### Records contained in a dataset
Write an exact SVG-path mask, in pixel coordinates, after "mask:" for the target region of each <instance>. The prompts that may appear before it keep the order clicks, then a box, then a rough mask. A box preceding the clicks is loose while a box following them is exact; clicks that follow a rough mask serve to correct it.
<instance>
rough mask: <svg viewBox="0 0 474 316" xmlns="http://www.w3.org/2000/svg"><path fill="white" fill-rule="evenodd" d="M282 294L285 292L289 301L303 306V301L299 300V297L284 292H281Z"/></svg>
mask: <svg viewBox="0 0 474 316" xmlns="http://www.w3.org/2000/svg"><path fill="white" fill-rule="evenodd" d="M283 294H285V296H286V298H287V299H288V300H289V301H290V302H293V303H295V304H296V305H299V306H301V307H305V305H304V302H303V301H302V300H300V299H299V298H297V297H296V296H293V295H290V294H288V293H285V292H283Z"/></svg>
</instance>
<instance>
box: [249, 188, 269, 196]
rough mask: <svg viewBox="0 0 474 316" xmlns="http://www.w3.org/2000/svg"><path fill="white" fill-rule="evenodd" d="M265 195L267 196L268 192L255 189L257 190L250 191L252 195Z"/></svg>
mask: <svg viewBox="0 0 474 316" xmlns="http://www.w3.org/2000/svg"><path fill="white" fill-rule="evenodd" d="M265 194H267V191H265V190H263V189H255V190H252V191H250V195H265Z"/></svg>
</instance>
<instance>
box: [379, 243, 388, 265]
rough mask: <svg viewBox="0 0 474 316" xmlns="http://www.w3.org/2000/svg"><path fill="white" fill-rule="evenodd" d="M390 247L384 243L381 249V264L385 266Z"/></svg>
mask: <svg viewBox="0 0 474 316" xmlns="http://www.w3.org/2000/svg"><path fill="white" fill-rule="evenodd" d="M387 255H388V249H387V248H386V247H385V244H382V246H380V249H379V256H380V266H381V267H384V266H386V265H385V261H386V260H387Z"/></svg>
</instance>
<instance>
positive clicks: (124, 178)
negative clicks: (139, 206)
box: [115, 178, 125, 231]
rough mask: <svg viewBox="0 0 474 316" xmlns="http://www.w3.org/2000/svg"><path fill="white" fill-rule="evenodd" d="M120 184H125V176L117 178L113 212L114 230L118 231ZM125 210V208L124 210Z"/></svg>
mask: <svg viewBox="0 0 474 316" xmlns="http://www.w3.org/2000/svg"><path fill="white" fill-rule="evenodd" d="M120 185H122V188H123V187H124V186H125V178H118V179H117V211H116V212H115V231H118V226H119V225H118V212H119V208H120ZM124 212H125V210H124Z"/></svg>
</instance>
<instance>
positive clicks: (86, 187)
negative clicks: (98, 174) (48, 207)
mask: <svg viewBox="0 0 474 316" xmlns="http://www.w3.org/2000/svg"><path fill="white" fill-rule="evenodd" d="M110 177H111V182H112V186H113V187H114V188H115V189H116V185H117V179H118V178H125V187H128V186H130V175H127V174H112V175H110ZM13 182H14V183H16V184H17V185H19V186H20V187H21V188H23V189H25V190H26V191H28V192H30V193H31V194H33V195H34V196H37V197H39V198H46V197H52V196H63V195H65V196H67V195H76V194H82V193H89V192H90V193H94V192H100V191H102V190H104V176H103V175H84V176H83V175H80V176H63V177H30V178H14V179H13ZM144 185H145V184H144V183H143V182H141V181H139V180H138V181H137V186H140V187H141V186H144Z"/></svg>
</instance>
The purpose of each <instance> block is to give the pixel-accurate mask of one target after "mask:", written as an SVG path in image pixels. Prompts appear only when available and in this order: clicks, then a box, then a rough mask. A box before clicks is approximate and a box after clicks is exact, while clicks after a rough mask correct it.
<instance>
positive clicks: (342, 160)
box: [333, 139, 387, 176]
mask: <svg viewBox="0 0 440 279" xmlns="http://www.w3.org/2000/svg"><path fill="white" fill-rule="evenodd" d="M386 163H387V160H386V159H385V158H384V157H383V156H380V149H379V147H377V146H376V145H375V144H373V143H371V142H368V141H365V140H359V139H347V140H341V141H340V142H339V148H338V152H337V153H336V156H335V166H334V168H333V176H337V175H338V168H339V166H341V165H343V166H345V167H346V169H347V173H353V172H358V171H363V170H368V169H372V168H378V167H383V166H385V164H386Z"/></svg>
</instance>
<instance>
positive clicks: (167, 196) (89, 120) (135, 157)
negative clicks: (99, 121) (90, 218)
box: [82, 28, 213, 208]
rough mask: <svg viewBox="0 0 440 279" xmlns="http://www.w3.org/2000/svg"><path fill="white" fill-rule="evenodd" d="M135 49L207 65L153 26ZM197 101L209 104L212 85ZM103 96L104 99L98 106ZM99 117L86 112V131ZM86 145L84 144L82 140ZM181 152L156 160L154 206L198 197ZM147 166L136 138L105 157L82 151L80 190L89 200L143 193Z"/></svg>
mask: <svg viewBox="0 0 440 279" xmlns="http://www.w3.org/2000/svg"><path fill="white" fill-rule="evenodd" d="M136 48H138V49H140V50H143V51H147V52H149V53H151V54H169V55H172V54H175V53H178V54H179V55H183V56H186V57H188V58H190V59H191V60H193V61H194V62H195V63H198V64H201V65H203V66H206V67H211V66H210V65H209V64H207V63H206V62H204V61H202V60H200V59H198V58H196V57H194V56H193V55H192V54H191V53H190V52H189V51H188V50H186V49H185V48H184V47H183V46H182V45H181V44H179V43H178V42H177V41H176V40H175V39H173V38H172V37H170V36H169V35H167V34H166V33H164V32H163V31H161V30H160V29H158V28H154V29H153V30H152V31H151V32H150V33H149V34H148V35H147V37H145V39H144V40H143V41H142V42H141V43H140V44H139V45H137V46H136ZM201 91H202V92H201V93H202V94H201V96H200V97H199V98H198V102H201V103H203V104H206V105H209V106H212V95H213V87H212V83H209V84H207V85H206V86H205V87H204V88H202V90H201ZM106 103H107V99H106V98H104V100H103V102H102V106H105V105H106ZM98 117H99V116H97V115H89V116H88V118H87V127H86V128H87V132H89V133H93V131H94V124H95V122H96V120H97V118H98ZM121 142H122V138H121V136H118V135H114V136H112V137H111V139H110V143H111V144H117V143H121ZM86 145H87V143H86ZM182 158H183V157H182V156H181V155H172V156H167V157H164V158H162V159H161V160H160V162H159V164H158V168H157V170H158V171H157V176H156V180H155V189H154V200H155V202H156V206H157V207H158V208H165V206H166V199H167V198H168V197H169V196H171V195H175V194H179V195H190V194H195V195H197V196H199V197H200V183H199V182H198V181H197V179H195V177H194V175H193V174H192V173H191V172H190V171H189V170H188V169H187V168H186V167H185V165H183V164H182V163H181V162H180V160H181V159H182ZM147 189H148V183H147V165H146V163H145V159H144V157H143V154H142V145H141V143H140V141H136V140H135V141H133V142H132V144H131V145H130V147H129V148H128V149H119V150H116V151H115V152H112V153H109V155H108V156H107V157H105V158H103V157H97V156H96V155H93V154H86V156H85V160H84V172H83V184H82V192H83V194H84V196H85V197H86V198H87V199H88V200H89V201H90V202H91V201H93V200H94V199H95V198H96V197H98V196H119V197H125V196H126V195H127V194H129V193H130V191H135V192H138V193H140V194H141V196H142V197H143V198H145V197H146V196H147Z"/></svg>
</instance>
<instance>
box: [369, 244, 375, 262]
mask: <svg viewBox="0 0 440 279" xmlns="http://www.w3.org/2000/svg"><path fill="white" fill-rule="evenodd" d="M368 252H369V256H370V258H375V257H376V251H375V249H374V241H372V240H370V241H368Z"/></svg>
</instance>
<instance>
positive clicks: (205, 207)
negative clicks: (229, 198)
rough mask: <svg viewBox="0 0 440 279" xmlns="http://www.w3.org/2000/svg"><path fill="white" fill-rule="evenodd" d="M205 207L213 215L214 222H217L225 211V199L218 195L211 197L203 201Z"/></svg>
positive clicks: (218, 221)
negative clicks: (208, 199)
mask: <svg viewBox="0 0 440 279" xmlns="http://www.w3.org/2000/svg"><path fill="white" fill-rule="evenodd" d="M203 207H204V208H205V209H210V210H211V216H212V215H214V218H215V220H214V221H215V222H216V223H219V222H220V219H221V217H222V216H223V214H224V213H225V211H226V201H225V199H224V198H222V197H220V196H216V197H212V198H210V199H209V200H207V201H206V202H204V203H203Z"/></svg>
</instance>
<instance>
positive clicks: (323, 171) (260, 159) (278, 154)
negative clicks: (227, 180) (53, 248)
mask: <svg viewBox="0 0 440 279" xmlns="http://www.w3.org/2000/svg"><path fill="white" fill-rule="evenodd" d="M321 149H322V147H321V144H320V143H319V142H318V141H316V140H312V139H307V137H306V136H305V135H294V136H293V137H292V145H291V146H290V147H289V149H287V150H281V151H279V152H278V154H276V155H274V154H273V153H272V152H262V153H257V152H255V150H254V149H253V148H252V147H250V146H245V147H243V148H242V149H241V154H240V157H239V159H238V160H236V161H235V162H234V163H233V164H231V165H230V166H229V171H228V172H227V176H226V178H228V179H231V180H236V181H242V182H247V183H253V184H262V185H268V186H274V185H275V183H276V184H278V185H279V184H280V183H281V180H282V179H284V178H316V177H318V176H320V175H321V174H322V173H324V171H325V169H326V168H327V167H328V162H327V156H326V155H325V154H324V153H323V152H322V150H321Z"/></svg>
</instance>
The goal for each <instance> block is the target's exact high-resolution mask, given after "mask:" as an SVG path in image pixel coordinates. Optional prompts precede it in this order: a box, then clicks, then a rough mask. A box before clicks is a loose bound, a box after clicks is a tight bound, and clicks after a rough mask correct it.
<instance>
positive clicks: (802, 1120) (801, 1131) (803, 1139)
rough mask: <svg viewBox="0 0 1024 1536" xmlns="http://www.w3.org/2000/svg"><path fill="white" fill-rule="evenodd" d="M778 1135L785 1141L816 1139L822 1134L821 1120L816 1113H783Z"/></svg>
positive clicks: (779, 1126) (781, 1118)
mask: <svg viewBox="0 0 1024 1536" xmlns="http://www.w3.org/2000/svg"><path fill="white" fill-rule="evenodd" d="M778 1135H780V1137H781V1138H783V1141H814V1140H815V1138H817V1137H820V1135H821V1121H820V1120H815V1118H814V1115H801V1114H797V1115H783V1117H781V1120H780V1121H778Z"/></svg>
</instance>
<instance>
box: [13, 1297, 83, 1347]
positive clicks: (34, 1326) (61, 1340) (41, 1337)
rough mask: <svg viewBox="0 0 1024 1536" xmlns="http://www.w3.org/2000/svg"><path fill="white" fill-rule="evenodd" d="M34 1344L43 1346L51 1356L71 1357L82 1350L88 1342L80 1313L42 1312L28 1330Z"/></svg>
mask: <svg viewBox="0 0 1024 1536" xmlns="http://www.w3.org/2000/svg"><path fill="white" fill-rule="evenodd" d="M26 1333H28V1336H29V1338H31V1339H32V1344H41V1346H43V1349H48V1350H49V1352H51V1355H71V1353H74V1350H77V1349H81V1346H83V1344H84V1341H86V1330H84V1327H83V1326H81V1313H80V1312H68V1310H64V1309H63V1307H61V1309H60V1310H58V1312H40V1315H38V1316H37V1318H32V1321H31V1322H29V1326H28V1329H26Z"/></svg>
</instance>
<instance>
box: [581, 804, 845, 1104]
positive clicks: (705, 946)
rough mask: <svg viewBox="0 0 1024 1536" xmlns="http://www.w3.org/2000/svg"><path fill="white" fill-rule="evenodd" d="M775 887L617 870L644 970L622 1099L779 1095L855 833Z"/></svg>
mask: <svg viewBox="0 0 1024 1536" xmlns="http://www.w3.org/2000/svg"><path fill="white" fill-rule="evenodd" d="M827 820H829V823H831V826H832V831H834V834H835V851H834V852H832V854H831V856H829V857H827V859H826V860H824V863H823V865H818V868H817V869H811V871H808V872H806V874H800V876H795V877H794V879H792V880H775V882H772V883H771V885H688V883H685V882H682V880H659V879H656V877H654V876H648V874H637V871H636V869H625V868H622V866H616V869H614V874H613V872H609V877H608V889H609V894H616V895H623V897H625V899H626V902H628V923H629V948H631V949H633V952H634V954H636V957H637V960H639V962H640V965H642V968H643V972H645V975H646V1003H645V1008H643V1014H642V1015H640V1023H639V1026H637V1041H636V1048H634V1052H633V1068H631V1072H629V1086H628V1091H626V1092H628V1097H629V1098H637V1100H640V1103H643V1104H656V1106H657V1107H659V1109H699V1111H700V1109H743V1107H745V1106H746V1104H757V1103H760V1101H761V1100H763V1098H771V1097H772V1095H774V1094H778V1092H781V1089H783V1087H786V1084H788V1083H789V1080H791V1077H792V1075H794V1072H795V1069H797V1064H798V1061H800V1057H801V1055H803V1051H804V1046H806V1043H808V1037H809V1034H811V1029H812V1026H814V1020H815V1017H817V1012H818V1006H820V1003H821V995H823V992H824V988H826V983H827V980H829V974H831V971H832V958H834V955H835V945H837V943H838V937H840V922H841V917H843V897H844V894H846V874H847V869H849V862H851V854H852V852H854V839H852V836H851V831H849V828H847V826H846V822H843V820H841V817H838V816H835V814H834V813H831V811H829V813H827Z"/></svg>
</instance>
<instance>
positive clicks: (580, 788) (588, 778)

### Exercise prompt
Please, from the entries above, set down exactly the lines from the one containing "positive clicks: (218, 221)" through the one containing "positive clicks: (323, 171)", and only those.

### Completed task
positive clicks: (218, 221)
negative clicks: (208, 199)
mask: <svg viewBox="0 0 440 279" xmlns="http://www.w3.org/2000/svg"><path fill="white" fill-rule="evenodd" d="M203 207H204V208H205V209H210V210H211V216H212V215H214V218H215V220H214V221H215V222H216V223H219V222H220V219H221V217H222V216H223V214H224V213H225V211H226V201H225V199H224V198H222V197H220V196H216V197H212V198H210V199H209V200H207V201H206V202H204V203H203Z"/></svg>
</instance>
<instance>
positive clicks: (323, 171) (260, 159) (278, 154)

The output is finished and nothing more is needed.